**GIVEN INSTRUCTION**
The output should consist solely of the line containing "Can you find the highway" and the lines that follow it through the end of the data below.
──────── MATERIAL ────────
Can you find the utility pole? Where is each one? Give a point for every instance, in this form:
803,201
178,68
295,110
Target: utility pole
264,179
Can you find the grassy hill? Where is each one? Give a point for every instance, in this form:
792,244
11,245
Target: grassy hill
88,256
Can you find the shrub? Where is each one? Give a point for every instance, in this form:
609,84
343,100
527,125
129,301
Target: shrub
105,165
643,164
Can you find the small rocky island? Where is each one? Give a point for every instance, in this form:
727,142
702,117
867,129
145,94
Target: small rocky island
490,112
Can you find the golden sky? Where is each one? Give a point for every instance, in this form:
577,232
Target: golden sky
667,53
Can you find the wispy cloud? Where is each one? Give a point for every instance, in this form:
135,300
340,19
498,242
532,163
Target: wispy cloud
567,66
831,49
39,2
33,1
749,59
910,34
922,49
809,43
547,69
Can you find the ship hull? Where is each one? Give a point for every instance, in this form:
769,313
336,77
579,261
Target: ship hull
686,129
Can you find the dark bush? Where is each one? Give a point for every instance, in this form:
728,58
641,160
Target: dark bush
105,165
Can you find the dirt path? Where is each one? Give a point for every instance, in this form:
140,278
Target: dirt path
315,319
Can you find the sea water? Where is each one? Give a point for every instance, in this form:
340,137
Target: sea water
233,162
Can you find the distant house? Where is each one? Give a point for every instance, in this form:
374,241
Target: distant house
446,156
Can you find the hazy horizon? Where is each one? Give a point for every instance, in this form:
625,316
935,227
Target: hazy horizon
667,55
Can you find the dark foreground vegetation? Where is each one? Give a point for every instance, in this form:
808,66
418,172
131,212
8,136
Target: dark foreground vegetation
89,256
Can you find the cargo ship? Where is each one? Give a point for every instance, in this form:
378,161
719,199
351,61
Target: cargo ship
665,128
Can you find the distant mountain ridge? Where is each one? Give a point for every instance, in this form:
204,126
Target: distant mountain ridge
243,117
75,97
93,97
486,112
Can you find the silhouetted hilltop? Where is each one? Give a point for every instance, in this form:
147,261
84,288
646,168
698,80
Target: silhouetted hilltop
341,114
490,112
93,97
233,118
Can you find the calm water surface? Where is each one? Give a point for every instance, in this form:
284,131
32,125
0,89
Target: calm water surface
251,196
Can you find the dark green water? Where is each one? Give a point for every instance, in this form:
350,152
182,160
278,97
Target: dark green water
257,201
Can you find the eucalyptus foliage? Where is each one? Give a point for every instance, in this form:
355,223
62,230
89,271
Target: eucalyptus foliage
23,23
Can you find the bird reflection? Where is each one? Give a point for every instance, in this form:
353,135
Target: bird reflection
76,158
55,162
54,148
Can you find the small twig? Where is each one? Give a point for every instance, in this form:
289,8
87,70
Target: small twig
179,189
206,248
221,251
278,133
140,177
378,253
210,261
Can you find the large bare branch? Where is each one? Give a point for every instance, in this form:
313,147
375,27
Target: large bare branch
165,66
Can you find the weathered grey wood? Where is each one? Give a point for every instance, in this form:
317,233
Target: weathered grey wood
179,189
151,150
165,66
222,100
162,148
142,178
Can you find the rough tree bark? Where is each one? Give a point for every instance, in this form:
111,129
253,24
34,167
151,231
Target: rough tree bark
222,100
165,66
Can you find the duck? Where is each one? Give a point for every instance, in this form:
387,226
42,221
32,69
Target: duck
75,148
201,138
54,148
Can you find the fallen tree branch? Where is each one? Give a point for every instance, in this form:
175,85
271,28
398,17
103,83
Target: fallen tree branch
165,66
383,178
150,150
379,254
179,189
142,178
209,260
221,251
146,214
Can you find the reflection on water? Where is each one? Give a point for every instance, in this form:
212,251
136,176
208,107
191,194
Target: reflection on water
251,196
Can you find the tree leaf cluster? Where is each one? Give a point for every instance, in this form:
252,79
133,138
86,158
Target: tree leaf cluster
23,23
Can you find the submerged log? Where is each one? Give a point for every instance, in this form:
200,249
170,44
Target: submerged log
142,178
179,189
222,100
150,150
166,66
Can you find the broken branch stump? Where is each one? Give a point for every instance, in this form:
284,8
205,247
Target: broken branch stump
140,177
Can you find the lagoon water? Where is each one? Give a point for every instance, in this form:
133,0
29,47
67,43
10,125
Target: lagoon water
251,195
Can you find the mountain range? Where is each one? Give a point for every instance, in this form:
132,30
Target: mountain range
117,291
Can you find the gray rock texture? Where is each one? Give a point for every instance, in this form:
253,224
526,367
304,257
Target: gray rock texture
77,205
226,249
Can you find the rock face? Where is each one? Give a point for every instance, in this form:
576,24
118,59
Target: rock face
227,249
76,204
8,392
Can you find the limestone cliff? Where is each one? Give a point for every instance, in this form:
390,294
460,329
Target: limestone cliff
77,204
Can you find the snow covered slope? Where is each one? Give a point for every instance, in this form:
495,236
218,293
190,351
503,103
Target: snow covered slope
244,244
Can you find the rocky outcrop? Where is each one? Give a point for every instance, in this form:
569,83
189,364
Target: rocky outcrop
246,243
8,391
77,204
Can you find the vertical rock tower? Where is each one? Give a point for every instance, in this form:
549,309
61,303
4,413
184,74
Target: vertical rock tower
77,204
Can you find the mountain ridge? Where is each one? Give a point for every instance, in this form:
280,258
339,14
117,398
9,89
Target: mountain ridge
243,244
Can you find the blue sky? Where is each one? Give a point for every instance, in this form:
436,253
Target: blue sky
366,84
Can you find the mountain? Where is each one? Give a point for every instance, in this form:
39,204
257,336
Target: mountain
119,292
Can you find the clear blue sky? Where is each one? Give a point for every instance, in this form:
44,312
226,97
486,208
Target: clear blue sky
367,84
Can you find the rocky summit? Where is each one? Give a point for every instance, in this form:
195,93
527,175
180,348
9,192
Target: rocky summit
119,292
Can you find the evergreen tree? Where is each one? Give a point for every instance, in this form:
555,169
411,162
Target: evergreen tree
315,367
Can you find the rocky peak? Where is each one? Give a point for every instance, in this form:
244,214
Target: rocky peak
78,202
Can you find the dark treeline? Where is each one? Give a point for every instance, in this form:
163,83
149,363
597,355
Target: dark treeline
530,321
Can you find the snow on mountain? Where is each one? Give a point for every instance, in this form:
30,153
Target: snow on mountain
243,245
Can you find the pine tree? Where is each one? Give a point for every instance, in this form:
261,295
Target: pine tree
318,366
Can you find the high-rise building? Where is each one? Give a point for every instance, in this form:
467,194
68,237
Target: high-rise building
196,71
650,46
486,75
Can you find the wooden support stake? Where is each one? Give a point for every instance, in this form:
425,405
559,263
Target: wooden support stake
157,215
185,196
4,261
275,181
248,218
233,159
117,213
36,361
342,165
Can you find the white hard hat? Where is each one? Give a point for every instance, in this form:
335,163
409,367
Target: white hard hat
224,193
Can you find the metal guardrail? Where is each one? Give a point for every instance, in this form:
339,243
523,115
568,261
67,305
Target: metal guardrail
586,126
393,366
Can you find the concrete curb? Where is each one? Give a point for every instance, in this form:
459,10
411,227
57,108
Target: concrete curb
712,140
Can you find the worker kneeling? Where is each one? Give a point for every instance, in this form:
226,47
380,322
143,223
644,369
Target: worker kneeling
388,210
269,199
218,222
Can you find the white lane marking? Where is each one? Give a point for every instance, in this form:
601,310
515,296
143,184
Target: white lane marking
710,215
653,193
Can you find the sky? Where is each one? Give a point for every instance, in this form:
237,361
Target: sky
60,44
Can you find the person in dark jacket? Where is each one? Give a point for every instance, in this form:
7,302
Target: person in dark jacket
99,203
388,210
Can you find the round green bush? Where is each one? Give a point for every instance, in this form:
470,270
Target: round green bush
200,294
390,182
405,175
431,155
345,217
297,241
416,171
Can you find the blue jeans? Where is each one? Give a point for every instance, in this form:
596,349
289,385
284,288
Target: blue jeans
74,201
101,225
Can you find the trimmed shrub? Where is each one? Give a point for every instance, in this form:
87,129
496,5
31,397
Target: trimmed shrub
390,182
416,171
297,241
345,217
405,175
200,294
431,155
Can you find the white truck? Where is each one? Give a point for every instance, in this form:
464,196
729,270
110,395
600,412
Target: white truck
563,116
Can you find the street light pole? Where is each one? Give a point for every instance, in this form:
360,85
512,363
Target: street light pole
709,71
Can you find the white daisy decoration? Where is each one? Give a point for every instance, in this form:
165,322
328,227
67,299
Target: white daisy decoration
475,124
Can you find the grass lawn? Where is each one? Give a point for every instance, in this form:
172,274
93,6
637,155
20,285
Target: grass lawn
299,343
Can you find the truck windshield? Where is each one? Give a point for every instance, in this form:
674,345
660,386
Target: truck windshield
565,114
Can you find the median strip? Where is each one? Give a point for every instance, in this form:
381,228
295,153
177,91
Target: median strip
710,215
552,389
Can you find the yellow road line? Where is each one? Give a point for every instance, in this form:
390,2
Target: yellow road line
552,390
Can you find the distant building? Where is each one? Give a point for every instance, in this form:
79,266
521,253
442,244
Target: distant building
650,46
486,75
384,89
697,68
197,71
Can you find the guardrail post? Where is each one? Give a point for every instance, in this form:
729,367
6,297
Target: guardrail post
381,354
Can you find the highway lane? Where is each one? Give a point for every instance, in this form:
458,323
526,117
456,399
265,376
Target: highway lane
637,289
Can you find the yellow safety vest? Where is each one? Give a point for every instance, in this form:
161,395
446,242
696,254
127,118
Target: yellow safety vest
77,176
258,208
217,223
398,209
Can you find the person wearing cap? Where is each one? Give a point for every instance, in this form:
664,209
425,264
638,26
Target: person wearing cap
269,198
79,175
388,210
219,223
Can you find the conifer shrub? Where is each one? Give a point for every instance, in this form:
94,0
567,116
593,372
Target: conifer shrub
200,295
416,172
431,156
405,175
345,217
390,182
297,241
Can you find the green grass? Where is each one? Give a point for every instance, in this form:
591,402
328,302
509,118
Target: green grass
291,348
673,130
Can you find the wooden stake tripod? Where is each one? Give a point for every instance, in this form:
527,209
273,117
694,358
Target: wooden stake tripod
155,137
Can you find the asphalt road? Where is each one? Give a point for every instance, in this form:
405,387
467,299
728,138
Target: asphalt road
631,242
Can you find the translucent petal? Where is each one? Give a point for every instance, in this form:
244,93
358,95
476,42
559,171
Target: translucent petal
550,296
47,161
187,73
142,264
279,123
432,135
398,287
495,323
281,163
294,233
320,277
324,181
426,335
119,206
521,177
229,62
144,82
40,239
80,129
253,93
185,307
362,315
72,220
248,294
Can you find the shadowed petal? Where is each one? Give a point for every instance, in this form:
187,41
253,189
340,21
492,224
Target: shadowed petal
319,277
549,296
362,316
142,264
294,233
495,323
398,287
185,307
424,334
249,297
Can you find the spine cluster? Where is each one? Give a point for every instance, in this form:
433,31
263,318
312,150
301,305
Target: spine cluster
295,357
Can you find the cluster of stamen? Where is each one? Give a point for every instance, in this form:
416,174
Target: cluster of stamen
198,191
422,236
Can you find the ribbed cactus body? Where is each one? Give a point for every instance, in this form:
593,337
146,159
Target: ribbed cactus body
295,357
────────
**FULL OUTPUT**
Can you find the highway lane? Where is each one? Give a point for every instance, in this form:
458,323
526,117
456,399
265,376
Target: highway lane
637,289
Can you find the yellow safety vest? Where is each one? Give a point for every instance, in this form:
161,395
446,242
696,254
127,118
Target: yellow safety vest
77,176
258,208
217,223
398,209
Can you find the person wearing cap? Where is each one? Give a point for every instance, in this form:
664,209
425,264
638,26
Target: person wearing cap
269,198
79,175
388,210
219,223
Can you find the conifer shrub? Where is each one? Give a point for every instance, in this form:
94,0
567,116
593,372
Target: conifer shrub
200,295
416,172
431,156
405,175
345,217
390,182
297,241
Can you find the green grass? Where is each one? Give a point for every instance, in this form:
591,402
328,302
509,118
Target: green grass
291,348
673,130
Can you find the wooden stake tripod? Where is each one? Give a point for every instance, in this form:
527,209
273,117
694,358
Target: wooden stake tripod
155,137
Can you find the asphalt road? Where is each one? Give a point for every instance, in this form:
405,387
467,299
728,138
Target: asphalt road
631,242
Can you find the translucent petal? Where is each one? Give a point for every instance, in this form:
244,93
358,95
476,42
559,171
Target: translucent petal
550,296
47,161
187,73
142,264
279,123
432,135
398,287
495,323
281,163
294,233
320,277
324,181
426,335
119,206
521,177
229,62
144,82
40,239
80,129
253,93
185,307
362,315
72,220
248,294
Can you find the shadowed petal? Where is each one? Give a point for every instance, in this form:
187,41
253,189
340,21
492,224
Target: shadowed petal
319,277
549,296
362,316
142,264
294,233
495,323
398,287
185,307
424,334
249,297
Can you find the spine cluster? Where is each one? Give a point for every instance, in this form:
433,31
263,318
312,150
301,305
Target: spine cluster
295,357
Can you find the cluster of stamen? Where is each one? Give a point for every instance, in this form:
416,174
Target: cluster of stamen
198,191
422,236
Can you find the ribbed cactus body? Where is each one? Give a point for every instance, in this form:
593,337
146,159
Target: ribbed cactus body
295,357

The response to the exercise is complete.